Saved entries:
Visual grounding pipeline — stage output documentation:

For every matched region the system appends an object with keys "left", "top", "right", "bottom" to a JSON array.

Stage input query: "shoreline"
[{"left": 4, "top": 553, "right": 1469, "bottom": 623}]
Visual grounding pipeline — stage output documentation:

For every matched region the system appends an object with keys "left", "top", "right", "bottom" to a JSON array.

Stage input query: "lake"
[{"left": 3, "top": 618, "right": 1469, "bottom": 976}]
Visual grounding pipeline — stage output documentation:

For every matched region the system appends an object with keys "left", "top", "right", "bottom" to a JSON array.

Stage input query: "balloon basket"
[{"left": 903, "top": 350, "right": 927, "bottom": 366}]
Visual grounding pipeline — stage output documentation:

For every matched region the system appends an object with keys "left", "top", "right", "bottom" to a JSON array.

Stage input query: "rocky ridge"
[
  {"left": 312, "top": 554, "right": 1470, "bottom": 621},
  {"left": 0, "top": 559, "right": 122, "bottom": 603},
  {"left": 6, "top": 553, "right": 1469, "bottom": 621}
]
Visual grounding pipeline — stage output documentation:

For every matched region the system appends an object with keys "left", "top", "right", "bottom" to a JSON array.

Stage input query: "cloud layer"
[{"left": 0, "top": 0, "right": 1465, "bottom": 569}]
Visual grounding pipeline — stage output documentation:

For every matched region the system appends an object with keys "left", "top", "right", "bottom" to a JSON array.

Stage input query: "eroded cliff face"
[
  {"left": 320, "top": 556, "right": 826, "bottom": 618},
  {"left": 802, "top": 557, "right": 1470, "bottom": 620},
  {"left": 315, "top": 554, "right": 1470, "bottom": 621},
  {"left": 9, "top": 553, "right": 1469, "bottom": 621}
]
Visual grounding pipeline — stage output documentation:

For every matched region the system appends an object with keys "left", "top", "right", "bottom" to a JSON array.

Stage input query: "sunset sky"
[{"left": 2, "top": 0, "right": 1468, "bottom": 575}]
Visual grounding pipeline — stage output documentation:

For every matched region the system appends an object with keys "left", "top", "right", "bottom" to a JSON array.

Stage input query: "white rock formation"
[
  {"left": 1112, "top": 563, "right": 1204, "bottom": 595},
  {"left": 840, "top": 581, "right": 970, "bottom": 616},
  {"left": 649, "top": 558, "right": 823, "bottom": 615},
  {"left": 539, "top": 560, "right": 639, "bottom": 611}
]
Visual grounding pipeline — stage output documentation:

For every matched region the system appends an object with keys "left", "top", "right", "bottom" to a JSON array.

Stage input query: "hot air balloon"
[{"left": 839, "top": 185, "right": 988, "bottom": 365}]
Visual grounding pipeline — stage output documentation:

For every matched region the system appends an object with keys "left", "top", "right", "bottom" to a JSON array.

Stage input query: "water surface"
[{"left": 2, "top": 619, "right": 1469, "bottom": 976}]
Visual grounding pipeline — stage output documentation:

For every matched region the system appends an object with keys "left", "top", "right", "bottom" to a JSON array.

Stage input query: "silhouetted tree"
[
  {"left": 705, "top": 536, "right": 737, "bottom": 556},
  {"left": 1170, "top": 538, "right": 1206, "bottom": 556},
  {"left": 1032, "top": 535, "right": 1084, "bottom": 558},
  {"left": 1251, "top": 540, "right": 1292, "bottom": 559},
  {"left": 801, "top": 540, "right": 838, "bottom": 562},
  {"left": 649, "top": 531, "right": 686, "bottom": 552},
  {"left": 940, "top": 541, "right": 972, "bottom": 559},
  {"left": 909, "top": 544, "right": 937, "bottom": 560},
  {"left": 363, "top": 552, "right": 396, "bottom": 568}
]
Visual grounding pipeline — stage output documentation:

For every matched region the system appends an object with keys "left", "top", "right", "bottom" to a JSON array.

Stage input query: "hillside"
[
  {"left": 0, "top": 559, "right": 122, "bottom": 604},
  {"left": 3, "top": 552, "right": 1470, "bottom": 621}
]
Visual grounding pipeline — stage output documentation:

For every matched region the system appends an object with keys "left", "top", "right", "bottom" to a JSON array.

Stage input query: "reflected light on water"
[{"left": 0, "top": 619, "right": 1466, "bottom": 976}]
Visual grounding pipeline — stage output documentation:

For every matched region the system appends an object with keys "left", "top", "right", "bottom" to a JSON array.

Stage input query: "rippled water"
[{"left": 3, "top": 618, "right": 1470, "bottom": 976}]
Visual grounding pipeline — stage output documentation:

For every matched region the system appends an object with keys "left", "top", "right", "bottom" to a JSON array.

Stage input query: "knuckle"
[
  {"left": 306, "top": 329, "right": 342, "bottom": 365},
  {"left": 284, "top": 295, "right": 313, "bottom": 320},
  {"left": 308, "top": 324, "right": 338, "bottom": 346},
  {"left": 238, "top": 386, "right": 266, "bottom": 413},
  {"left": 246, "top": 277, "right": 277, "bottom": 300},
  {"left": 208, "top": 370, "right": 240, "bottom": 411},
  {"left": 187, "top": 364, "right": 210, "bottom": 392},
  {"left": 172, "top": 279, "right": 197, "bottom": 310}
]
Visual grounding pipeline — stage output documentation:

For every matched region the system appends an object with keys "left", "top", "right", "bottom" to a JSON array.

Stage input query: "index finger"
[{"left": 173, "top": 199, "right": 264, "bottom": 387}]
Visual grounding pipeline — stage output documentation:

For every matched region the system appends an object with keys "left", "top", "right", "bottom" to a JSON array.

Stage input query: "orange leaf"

▸ **Problem details**: Output every record above in full, exactly as it reads.

▸ **Answer to this exercise**:
Visual grounding pipeline — stage output documentation:

For every matched region the system appends an object with keys "left", "top", "right", "bottom" to a JSON array.

Stage input query: "shoreline"
[{"left": 4, "top": 553, "right": 1469, "bottom": 623}]
Visual grounding pipeline — stage output documentation:

For every matched region the system appends an object with keys "left", "top", "right", "bottom" to a JSON array.

Stage input query: "lake"
[{"left": 3, "top": 618, "right": 1469, "bottom": 976}]
Visual grounding pipeline — stage output documentation:

For every matched region the system appends an object with keys "left", "top", "right", "bottom" to a JSON array.

Stage input query: "balloon basket"
[{"left": 903, "top": 350, "right": 927, "bottom": 366}]
Visual grounding pipeline — stage output documentation:

For every matched region the system appends an object with keys "left", "top", "right", "bottom" to a JSON array.

Stage input query: "rocky ridge"
[
  {"left": 312, "top": 554, "right": 1470, "bottom": 621},
  {"left": 0, "top": 559, "right": 122, "bottom": 603},
  {"left": 6, "top": 553, "right": 1469, "bottom": 621}
]
Visual grounding pipeline — stage output documentation:

For every matched region the system appends an object with keys "left", "top", "right", "bottom" to a JSON array.

Stage input query: "cloud layer"
[{"left": 0, "top": 0, "right": 1465, "bottom": 569}]
Visual grounding pipeline — stage output documentation:

For every matched region the system appends an object with keys "left", "top", "right", "bottom" to a JSON array.

Stage input query: "eroded cliff face"
[
  {"left": 320, "top": 556, "right": 826, "bottom": 618},
  {"left": 802, "top": 557, "right": 1470, "bottom": 620},
  {"left": 315, "top": 554, "right": 1470, "bottom": 621},
  {"left": 9, "top": 553, "right": 1469, "bottom": 621}
]
Visual grounding pipeline — stage output documentation:

For every matched region the system appends an object with keys "left", "top", "right", "bottom" to a JSON array.

Stage input query: "sunset sky"
[{"left": 2, "top": 0, "right": 1468, "bottom": 575}]
Visual grounding pipeline — stage output documentation:

For every matched region the system appends an object with keys "left", "top", "right", "bottom" to a JSON array.

Stage input query: "white rock formation"
[
  {"left": 1112, "top": 563, "right": 1204, "bottom": 595},
  {"left": 840, "top": 581, "right": 970, "bottom": 616},
  {"left": 649, "top": 558, "right": 823, "bottom": 615},
  {"left": 539, "top": 560, "right": 639, "bottom": 611}
]
Visual grounding pipeline — stage output documentation:

For every matched region the system appends an object with keys "left", "top", "right", "bottom" to a JSON array.

Stage input query: "hot air balloon"
[{"left": 839, "top": 185, "right": 988, "bottom": 365}]
Visual grounding pipeline — stage output documentation:

For every matched region the system appends an object with keys "left", "top", "right", "bottom" to a JSON array.

Stage input query: "water surface"
[{"left": 2, "top": 619, "right": 1469, "bottom": 976}]
Visual grounding pipeline — stage output documentation:

For every matched region the system appends an object with keys "left", "top", "right", "bottom" to a JSON array.

Stage input query: "silhouetted tree"
[
  {"left": 705, "top": 536, "right": 737, "bottom": 556},
  {"left": 1170, "top": 538, "right": 1206, "bottom": 556},
  {"left": 1032, "top": 535, "right": 1084, "bottom": 558},
  {"left": 1251, "top": 540, "right": 1292, "bottom": 559},
  {"left": 801, "top": 540, "right": 838, "bottom": 562},
  {"left": 649, "top": 531, "right": 686, "bottom": 552},
  {"left": 940, "top": 541, "right": 972, "bottom": 559},
  {"left": 909, "top": 544, "right": 937, "bottom": 560},
  {"left": 363, "top": 552, "right": 396, "bottom": 568}
]
Visual grounding pipeline — stage output documentation:

For every matched region the system appends an object with keys "left", "top", "right", "bottom" to a JSON array.

Stage input query: "hillside"
[
  {"left": 0, "top": 559, "right": 122, "bottom": 604},
  {"left": 3, "top": 552, "right": 1470, "bottom": 621}
]
Visual grounding pipeline — stage output documentation:

For every matched region the system appends an object with keys "left", "top", "right", "bottom" to a JSON array.

Stage input query: "reflected light on water"
[{"left": 0, "top": 619, "right": 1466, "bottom": 976}]
Visual grounding pipeline — stage output documentation:

For every matched region the system appends an object with keys "left", "top", "right", "bottom" to a JSON array.

Stage input query: "rippled water"
[{"left": 3, "top": 618, "right": 1470, "bottom": 976}]
Visual grounding pipeline — stage output documentation:

For every matched region the system appends an object with keys "left", "top", "right", "bottom" to a JSON array.

Stage input query: "knuckle"
[
  {"left": 306, "top": 329, "right": 342, "bottom": 365},
  {"left": 284, "top": 295, "right": 313, "bottom": 320},
  {"left": 308, "top": 324, "right": 338, "bottom": 346},
  {"left": 238, "top": 386, "right": 266, "bottom": 413},
  {"left": 246, "top": 277, "right": 277, "bottom": 300},
  {"left": 208, "top": 370, "right": 240, "bottom": 411},
  {"left": 187, "top": 364, "right": 210, "bottom": 392},
  {"left": 172, "top": 279, "right": 197, "bottom": 310}
]
Visual grounding pipeline — stage output documentation:

For every matched region the system appends an object with keys "left", "top", "right", "bottom" to a JSON array.

Stage input query: "index finger"
[{"left": 173, "top": 199, "right": 264, "bottom": 387}]
Visual grounding pipeline — stage output documentation:

For every matched region the system appends an object with keys "left", "top", "right", "bottom" to a JSON array.

Stage input query: "orange leaf"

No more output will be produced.